Viaje al fin de la noche

Mezcla de arte de choque, cine popular y experimento de
vanguardia, saludada por la crítica francesa, premiada en Cannes y acusada de filofascista, se estrena finalmente Solo contra todos, primer largo del argentino radicado en Francia Gaspar Noé, protagonizado por un carnicero galo rebosante de fantasías homofóbicas, racistas, incestuosas y criminales.

POR HORACIO BERNADES

“Una poción amarga, destilada del mal de vivir”, estampó Le Monde. Libération la caracterizó como una película que sigue “la huella de un ser inmundo” y transcurre “en el cerebro de un cerdo”. Para Les Inrockuptibles, se trata de “una de las más sorprendentes revelaciones de los últimos años”. Al mismo tiempo, parte de la opinión pública francesa retrocedió espantada, tildándola de “ejercicio de fascismo”, capaz de excitar las más bajas pasiones xenofóbicas, antiinmigratorias y racistas. Sin embargo, este largo y blasfemo monólogo de un personaje que carga con una inusitada capacidad de odio recorrió, como una mecha encendida, los festivales internacionales más identificados con el cine de punta. En Cannes 98, Solo contra todos se llevó el ansiado Premio de la Crítica, y desde allí no paró hasta Toronto, pasando por Rotterdam, Sundance y Telluride.
Sin duda, el argentino Gaspar Noé (36 años, hijo del pintor Luis Felipe Noé y radicado en Francia desde 1976) logró lo que se proponía con Solo contra todos: “que la gente se retire de la sala ofendida, indignada”. Lo raro es que esta película de choque, cuyo protagonista es un carnicero macerado en fantasías de incesto y muerte, resulta, al mismo tiempo, un film raramente introspectivo, puesto en escena con el rigor más espartano. Tras su paso, el año pasado, por el Primer Festival Buenos Aires de Cine Independiente, finalmente llegó la hora. Solo contra todos, opera prima en el largometraje de Gaspar Noé, está lista para su estreno en Argentina. Volverá a quemar, seguro.

EJERCICIOS ESCRITOS:
1. Duplica letra por letra todo el fragmento de la reseña de Solo contra todos que va desde "POR HORACIO BERNADES" hasta "Sundance y Telluride.".
2. Retoma la reseña de Solo contra todos y continúala a partir de su última oración.
Las filas provienen de una fuente distinta.

Entradas de identificación de ubicaciones:
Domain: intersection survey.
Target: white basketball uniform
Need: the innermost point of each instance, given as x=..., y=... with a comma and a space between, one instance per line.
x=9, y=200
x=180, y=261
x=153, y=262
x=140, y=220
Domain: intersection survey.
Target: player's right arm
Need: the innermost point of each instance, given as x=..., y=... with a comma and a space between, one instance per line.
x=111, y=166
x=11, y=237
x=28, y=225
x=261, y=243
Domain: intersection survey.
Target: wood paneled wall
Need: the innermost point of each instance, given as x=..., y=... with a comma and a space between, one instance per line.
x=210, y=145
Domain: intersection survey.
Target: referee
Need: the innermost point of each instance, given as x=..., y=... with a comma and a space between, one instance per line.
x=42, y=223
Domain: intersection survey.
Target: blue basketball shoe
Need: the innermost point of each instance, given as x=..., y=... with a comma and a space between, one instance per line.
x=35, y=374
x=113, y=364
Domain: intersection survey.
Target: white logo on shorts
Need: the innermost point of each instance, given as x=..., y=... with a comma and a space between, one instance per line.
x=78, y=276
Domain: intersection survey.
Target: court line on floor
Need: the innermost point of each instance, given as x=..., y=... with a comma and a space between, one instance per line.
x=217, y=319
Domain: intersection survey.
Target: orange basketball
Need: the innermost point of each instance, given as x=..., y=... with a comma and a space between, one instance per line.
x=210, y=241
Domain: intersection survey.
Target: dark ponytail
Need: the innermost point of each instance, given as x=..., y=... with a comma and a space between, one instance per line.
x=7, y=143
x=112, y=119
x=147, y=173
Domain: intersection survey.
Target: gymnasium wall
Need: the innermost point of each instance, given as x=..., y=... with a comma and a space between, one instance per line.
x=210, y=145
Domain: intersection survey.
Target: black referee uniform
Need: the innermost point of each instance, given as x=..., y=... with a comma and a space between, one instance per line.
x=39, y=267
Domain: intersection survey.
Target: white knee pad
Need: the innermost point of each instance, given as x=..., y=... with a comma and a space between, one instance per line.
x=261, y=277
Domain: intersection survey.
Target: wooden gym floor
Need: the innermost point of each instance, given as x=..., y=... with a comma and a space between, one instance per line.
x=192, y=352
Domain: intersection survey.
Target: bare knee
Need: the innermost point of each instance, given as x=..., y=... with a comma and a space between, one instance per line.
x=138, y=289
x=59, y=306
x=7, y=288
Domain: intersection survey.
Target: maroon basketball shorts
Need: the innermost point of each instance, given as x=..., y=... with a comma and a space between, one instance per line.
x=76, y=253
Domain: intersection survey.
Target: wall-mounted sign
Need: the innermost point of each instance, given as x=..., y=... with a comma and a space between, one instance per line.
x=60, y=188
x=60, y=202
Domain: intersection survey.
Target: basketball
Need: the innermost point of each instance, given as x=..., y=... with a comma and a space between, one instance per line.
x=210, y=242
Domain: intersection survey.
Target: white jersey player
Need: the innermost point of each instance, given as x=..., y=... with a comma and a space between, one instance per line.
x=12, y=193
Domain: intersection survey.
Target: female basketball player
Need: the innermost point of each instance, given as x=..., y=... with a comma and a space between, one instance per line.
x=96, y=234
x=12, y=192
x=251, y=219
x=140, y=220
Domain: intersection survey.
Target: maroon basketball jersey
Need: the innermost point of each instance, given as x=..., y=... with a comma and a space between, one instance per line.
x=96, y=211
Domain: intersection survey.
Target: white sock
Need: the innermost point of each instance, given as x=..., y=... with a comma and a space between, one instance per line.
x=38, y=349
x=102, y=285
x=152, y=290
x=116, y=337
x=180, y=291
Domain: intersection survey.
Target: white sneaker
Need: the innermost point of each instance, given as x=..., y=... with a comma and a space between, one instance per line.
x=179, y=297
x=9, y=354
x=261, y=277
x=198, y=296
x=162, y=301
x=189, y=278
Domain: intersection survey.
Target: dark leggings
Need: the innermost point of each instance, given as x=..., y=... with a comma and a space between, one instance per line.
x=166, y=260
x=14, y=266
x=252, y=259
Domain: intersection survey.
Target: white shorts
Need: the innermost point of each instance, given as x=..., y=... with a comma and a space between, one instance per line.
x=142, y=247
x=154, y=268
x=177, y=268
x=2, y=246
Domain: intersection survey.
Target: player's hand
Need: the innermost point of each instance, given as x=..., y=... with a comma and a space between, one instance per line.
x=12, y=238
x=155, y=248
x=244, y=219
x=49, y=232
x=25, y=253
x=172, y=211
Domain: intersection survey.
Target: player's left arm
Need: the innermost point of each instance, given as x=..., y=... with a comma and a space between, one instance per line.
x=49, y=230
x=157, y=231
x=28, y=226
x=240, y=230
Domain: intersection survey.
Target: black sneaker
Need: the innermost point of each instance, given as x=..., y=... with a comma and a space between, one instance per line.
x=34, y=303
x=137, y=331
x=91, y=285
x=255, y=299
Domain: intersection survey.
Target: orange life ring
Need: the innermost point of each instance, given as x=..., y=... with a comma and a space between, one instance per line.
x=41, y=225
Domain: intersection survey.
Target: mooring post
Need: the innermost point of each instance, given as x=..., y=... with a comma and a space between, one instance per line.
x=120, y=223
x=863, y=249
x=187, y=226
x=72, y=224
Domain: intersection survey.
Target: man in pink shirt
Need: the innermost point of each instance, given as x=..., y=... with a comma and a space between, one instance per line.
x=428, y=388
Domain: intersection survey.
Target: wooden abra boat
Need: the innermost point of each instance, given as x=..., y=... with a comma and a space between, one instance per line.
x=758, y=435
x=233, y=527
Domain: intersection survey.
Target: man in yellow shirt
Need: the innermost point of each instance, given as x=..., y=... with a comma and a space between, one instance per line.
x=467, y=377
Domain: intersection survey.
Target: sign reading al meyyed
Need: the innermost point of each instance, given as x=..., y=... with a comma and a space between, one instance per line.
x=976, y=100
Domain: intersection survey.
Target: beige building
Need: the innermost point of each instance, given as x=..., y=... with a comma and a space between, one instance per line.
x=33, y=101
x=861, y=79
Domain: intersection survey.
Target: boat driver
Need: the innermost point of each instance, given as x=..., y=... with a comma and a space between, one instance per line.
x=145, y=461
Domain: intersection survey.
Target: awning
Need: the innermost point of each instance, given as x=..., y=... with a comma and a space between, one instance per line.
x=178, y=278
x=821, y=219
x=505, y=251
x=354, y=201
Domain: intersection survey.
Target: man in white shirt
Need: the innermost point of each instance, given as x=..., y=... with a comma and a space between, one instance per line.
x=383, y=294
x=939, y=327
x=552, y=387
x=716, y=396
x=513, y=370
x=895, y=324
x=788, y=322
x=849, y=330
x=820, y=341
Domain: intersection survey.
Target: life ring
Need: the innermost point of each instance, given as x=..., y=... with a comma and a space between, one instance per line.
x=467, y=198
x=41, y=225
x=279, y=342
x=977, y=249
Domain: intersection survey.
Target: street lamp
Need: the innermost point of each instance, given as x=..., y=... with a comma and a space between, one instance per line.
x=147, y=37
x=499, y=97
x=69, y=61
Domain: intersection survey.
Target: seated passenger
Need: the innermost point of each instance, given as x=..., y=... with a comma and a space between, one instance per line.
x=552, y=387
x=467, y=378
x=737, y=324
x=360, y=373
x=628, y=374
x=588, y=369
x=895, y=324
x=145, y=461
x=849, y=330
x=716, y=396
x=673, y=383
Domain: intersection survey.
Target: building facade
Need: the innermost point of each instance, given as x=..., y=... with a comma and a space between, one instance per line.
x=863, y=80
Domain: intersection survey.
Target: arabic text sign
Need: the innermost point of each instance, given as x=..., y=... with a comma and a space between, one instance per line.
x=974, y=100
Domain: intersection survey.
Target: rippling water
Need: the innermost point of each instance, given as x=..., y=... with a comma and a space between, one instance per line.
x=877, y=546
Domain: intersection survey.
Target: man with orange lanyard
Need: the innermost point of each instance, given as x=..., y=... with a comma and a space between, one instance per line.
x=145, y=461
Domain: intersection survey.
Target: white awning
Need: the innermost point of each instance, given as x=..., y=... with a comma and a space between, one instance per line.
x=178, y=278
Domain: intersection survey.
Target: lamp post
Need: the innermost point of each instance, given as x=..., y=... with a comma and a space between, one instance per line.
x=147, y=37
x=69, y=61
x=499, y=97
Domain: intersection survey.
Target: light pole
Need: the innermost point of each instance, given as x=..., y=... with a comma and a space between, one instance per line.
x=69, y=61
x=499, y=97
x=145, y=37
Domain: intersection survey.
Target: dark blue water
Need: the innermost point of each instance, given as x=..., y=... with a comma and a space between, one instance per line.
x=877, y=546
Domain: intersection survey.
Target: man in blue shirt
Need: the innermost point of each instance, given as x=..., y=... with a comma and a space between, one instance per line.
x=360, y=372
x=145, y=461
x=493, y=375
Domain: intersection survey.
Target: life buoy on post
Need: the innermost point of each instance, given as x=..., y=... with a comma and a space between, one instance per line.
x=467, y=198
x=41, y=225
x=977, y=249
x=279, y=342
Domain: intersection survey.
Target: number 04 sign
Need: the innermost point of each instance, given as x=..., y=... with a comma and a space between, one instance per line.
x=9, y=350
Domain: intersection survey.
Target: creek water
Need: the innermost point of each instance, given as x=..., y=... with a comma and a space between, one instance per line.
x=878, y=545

RESPUESTAS:
1.
POR HORACIO BERNADES

“Una poción amarga, destilada del mal de vivir”, estampó Le Monde. Libération la caracterizó como una película que sigue “la huella de un ser inmundo” y transcurre “en el cerebro de un cerdo”. Para Les Inrockuptibles, se trata de “una de las más sorprendentes revelaciones de los últimos años”. Al mismo tiempo, parte de la opinión pública francesa retrocedió espantada, tildándola de “ejercicio de fascismo”, capaz de excitar las más bajas pasiones xenofóbicas, antiinmigratorias y racistas. Sin embargo, este largo y blasfemo monólogo de un personaje que carga con una inusitada capacidad de odio recorrió, como una mecha encendida, los festivales internacionales más identificados con el cine de punta. En Cannes 98, Solo contra todos se llevó el ansiado Premio de la Crítica, y desde allí no paró hasta Toronto, pasando por Rotterdam, Sundance y Telluride.

2.
EL RELOJITO DE CASTLE
En realidad, Solo contra todos empezó en 1991. En ese año, el Festival de Cannes exhibió Carne, mediometraje de 40 minutos firmado por Gaspar Noé, por entonces un chico de 28 años. En francés, carne quiere decir “carnaza”. El carnicero de Noé no es como cualquier otro: él vende sólo la peor carne, la de caballo. En Carne, el futuro protagonista de Solo contra todos (a quien el realizador mantiene literalmente anónimo, reforzando su condición de arquetipo social) se turbaba más de la cuenta por su hija adolescente e iba a la cárcel tras apalear sangrientamente a su novio.
Esta historia previa se revisa, a velocidad supersónica (que recuerda muchísimo el comienzo de Pi) en los primeros minutos de Solo contra todos, sobre un desfile de fotos fijas. Como si se tratara de un documental forense, allí puede verse, entre otras piezas de colección, la bombachita de la hija del boucher, tiznada por su primera menstruación y catalogada con una etiqueta policial. En este film de calculadas simetrías, de repeticiones, esa sangre no puede ser otra cosa que un anticipo de lo que vendrá. En la culminación y antes del impacto final, aparecerá un cartelito de advertencia: “Las personas impresionables tienen 30 segundos para abandonar la sala”. Y el reloj se pone en funcionamiento: 29, 28, 27...
El recurso está tomado de un film de William Castle, genio del artificio marketinero. Lo que demuestra que el eclecticismo de Gaspar Noé no se limita a ciertas confesadas admiraciones (Favio, Fassbinder, Kubrick, Pasolini) ni al largo listado de agradecimientos del final de la película. En ese rompecabezas estético, el nombre de Alain Cavalier (el de Teresa) aparece junto a los de Alex de la Iglesia, Sam Fuller, Dario Argento, Quentin Tarantino y Marc Caro (el de Delicatessen).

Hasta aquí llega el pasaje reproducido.